■ **What needs to be done**:
Quote the lines below verbatim, from the line with "Where can the pine tree" to the line with "column 41, row 61", both included.

■ **Given information**:
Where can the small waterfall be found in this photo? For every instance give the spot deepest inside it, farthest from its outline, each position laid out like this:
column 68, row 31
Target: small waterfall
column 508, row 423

* * *

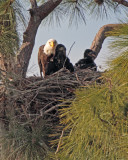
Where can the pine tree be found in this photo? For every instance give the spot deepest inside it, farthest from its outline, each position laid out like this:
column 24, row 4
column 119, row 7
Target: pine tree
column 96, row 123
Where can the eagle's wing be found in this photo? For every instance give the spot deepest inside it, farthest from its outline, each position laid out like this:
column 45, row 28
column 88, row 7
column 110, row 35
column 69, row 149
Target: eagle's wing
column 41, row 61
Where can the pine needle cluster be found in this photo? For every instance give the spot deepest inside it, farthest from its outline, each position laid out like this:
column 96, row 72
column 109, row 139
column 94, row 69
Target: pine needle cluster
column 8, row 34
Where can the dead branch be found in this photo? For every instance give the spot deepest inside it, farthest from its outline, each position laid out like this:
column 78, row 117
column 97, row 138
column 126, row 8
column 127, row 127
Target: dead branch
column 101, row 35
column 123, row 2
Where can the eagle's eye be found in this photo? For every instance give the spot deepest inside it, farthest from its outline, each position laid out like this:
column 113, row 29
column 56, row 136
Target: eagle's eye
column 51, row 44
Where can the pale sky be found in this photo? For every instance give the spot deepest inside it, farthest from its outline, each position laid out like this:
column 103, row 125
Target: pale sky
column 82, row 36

■ **Reply**:
Where can the pine tree be found in this photo? For every instance give the spot deepest inside it, farthest from its outline, each position laid out like this:
column 24, row 4
column 119, row 7
Target: pine tree
column 96, row 123
Where can the eagle's wing be found in this photo? For every instance give the spot deepest inside it, farthest from its outline, each position laid out like this:
column 45, row 28
column 88, row 7
column 110, row 35
column 69, row 149
Target: eagle's wing
column 41, row 61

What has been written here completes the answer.